Format all of the records below as a two-column CSV with the headers instruction and coordinates, one row per record. Put each record's text and its answer in a single quoted field apiece, with line breaks turned into spaces.

(Stored entries)
####################
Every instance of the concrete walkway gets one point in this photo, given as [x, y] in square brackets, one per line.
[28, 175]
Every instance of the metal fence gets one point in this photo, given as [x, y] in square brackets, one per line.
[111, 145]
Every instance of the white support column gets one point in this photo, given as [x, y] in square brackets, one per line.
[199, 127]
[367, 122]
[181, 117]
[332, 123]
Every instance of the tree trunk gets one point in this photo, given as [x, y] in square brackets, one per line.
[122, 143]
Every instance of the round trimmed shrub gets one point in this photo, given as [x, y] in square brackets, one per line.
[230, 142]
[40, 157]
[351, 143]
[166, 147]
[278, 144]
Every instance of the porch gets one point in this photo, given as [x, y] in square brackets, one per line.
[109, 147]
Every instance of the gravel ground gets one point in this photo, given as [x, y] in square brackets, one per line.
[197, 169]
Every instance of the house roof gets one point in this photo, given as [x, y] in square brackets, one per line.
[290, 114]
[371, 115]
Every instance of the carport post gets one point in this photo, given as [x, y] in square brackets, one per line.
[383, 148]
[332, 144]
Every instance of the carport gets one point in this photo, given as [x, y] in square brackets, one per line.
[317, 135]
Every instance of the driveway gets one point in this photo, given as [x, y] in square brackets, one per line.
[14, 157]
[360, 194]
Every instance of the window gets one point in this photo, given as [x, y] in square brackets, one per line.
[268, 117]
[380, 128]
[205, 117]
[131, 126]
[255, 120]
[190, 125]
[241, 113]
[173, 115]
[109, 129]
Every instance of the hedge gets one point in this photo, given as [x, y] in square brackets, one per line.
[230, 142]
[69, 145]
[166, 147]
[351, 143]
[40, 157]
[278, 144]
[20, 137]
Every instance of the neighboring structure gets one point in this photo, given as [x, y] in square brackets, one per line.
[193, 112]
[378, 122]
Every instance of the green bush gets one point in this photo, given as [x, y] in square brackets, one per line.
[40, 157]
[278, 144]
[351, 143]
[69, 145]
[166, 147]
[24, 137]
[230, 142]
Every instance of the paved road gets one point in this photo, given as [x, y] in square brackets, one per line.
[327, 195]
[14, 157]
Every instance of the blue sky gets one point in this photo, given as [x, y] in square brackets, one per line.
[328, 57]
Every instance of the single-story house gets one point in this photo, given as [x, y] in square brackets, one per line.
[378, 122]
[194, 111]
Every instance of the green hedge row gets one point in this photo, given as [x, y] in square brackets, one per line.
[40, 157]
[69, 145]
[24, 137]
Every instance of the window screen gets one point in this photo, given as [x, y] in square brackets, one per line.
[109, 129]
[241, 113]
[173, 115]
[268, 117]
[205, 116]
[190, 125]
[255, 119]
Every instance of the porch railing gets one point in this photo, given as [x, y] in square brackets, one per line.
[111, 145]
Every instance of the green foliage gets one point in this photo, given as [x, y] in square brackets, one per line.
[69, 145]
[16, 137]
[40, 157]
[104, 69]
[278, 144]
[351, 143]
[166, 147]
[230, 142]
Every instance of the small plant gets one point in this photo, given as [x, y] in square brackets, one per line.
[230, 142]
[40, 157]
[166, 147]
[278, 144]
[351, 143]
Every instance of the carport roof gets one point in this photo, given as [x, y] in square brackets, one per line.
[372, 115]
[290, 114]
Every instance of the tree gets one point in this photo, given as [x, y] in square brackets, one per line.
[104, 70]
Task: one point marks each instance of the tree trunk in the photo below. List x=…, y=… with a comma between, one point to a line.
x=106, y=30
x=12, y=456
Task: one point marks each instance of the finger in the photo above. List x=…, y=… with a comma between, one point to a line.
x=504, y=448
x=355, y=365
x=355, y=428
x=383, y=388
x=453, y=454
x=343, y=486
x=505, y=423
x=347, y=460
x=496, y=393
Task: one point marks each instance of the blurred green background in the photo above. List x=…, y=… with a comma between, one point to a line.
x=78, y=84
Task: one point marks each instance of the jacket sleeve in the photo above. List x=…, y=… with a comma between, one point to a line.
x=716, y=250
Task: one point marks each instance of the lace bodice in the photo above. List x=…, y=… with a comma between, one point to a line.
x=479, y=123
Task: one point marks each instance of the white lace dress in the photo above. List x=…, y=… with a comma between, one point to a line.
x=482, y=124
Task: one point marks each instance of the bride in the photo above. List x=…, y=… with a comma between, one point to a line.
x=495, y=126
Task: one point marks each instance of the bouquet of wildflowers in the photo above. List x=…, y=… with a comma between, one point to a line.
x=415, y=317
####################
- [Solved problem]:
instruction,coordinates
"Every instance of the concrete walkway gets one point in this photo, given as [x, y] in square brackets, one per line.","[28, 175]"
"Every instance of the metal fence gets one point in this photo, given as [x, y] in square brackets, one per line.","[111, 145]"
"Every instance of the white support column gets one point in this photo, given as [x, y] in square brackets, one per line.","[199, 127] [367, 122] [181, 117] [332, 123]"
"Every instance of the tree trunk gets one point in this photo, given as [x, y] in square brackets, one per line.","[122, 143]"
"Every instance of the round trimmed shrub gets one point in this photo, given as [x, y] in square brackets, one per line.","[230, 142] [40, 157] [351, 143] [166, 147] [278, 144]"
"Every instance of the porch gets one point in this photo, given as [x, y] in square brackets, one per line.","[109, 147]"
"Every instance of the gravel ground gets one point in this photo, given as [x, y] in square brackets, one per line.","[197, 169]"
"Every instance of the house roof gets one point in this photo, given as [x, y] in square brackets, one per line.","[290, 114] [371, 115]"
"Every instance of the carport post gets one point in this photo, given as [x, y] in square brackets, one per line.","[383, 148] [332, 144]"
"Every instance of the carport gets one point in this photo, given as [x, y] in square brackets, one per line.","[317, 135]"
"Every instance of the driveway gets one point in this photo, given as [x, y] in square brackets, one per line.","[14, 157] [360, 194]"
"Every instance of the window gets one point in this photo, given as [x, y] in square brackets, one per line.","[268, 117] [380, 128] [205, 117] [131, 126] [255, 120] [190, 125] [241, 113] [173, 115] [109, 129]"
"Every instance of the hedge gets one point in this photo, given as [x, y] in square brackets, one per line.","[230, 142] [69, 145] [166, 147] [351, 143] [40, 157] [278, 144] [20, 137]"
"Every instance of the neighboring structure gets one point in this photo, given as [x, y] in square brackets, one per line.","[193, 112] [378, 122]"
"Every instance of the green bush gets one point in this photo, given as [x, y] in square brackets, one per line.","[40, 157] [278, 144] [351, 143] [69, 145] [166, 147] [24, 137] [230, 142]"
"Every instance of the paved road gets one point in this photo, given as [x, y] in square brackets, one per line.","[327, 195] [14, 157]"
"Every instance of the blue sky gets one point in this photo, given as [x, y] in square brackets, one per line.","[328, 57]"
"Every instance of the single-story house gets one point in this photo, given as [x, y] in square brackets, one per line.","[378, 122] [194, 111]"
"Every instance of the green hedge row gets one point in this photo, given as [x, y] in square brackets, one per line.","[40, 157] [69, 145] [24, 137]"
"Every instance of the window screen gets one point in this photo, given as [x, y] in square brackets, one per line.","[109, 129] [241, 113] [173, 115] [268, 117] [205, 116] [190, 125] [255, 119]"
"Every instance of the porch railing gets one point in this photo, given as [x, y] in square brackets, one per line.","[111, 145]"
"Every instance of the green foliage gets one point in this photo, given as [x, y] in square brackets, one per line.","[69, 145] [16, 137] [40, 157] [104, 69] [278, 144] [351, 143] [166, 147] [230, 142]"
"Every instance of the small plant gets one point in this photo, given as [x, y] in square brackets, one per line.","[230, 142] [40, 157] [166, 147] [278, 144] [351, 143]"
"Every instance of the carport roof gets one point in this photo, given as [x, y] in square brackets, one per line.","[372, 115] [290, 114]"
"Every instance of the tree gets one point in this photo, given as [x, y] in square brackets, one per line.","[104, 70]"
"Task: one point marks each instance of the tree trunk in the photo below. List x=…, y=… with a comma between, one point to a line.","x=106, y=30 x=12, y=456"
"Task: one point marks each instance of the finger in the photo above. List x=…, y=… with a comma between, one point to a line.","x=504, y=448 x=355, y=365 x=355, y=428 x=383, y=388 x=453, y=454 x=343, y=486 x=505, y=423 x=347, y=460 x=496, y=393"
"Task: one point marks each instance of the blurred green background in the photo above. List x=…, y=… with a comma between, one point to a line.","x=78, y=84"
"Task: one point marks each instance of the jacket sleeve in the photo above. List x=…, y=… with a comma between, one point to a line.","x=716, y=250"
"Task: one point marks each instance of the lace bodice in the photo above. List x=…, y=… with a comma between, one point to a line.","x=479, y=123"
"Task: one point marks each instance of the white lace dress in the photo above. List x=…, y=… with a comma between, one point to a line.","x=482, y=124"
"Task: one point marks each instance of the bride in the photo above. List x=…, y=… with a comma between, one point to a line.","x=495, y=126"
"Task: one point marks each instance of the bouquet of wildflowers in the photo above. List x=…, y=… with a comma between, one point to a line.","x=415, y=317"